» **Consigne donnée**
Mettez à jour le passage du texte retenu qui s'ouvre sur les mots contenant "Les Mongols tuaient" et se clôt sur "combats bien populaires.", en y remplaçant "Mongols" par "Tatars".

Sadisme, traîtrise et avidité

II. 1/. LE DRAGON WISIGOTH EN AMÉRIQUE LATINE :

b)Sadisme, traîtrise et avidité.

Ce fut justement en cette année 1781 que le légendaire Tupac Amaru s'est mis à la tête d'une insurrection contre la MITA, qui fut littéralement noyée dans le sang : 

"La répression fut épouvantable. Le sang des insurgés coula à torrents au Haut Pérou, et les chefs du soulèvement ont eu leurs bras et jambes attachés à quatre jeunes et vigoureux chevaux et arrachés vifs et palpitants de leurs troncs."(1)

Les Mongols tuaient aussi, mais en coupant tout simplement les têtes, sans sadisme. Il est vrai qu'ils étaient des "sanguinaires barbares asiates". TUER est malheureusement dans la nature humaine et animale. On tue pour vivre, on tue par méchanceté, par bêtise, on tue chez les carnivores et omnivores de la Terre. Mais JOUIR de la tuerie, observer avec une maladive curiosité les souffrances des suppliciés, c'est du sadisme. Jadis on se bousculait pour se placer aux premiers rangs du spectacle des Bûchers et des Écartèlements. Et combien d'autres signes manifestes de sadisme, tels que les bouts d'acier fixés aux ergots des coqs destinés à des combats bien populaires. 

Le sadisme de ceux qui écartelèrent Tupac Amaru et ses compagnons au Haut Pérou avait été inauguré précisément dans la capitale des Incas Cuzco, par le "gran capitán de la Conquista" Francisco Pizarro. Son premier sadisme fut exercé sur une femme. Voici ce que rapporte son biographe Pedro Pizarro, "en termes atténués" écrit Prescott qui le cite : 

Citation:

"Il prit une femme de l'Inca Manco, une jeune et jolie femme à laquelle celui-ci était très attaché. Il ordonna qu'elle soit complètement dénudée, attachée à un arbre, flagellée avec des verges, et lardée par la suite de flèches jusqu'à ce que mort s'en suive."(2)

A son sadisme Pizarro ajoutait une autre "qualité", très répandue chez ses pairs d'alors : la fourberie. Après avoir promis au dernier des Incas, Atahualpa, la vie sauve contre une fabuleuse rançon, après avoir reçu des sujets de cet Inca beaucoup plus d'or que la rançon demandée (3), il le fit exécuter malgré tout par strangulation - au Garrote, comme on faisait récemment encore en Espagne. Cette exécution fut une faveur pour Atahualpa par rapport à celle bien plus cruelle que Pizarro lui réservait, et qui lui fut épargnée par son acceptation in extremis du baptême. C'est ainsi que le dernier des Incas régnant, devenu Juan de Atahualpa (4) échappa à l'horrible sort du Bûcher que lui destinait l'aumônier de Pizarro Valverde.

» **Données fournies**
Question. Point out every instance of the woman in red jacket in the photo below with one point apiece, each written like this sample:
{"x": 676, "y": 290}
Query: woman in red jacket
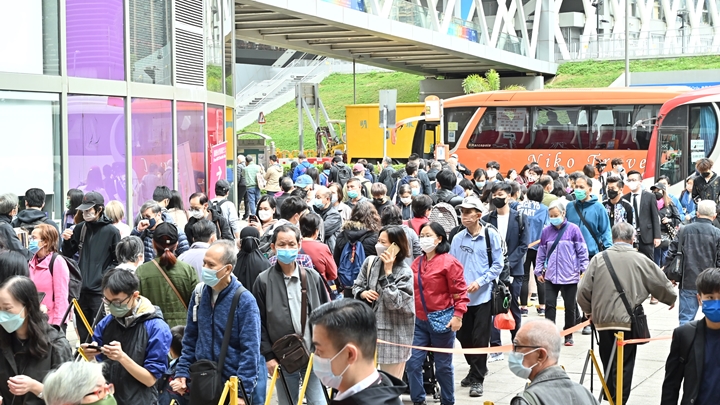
{"x": 439, "y": 288}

» **Exercice réalisé**
Les Tatars tuaient aussi, mais en coupant tout simplement les têtes, sans sadisme. Il est vrai qu'ils étaient des "sanguinaires barbares asiates". TUER est malheureusement dans la nature humaine et animale. On tue pour vivre, on tue par méchanceté, par bêtise, on tue chez les carnivores et omnivores de la Terre. Mais JOUIR de la tuerie, observer avec une maladive curiosité les souffrances des suppliciés, c'est du sadisme. Jadis on se bousculait pour se placer aux premiers rangs du spectacle des Bûchers et des Écartèlements. Et combien d'autres signes manifestes de sadisme, tels que les bouts d'acier fixés aux ergots des coqs destinés à des combats bien populaires.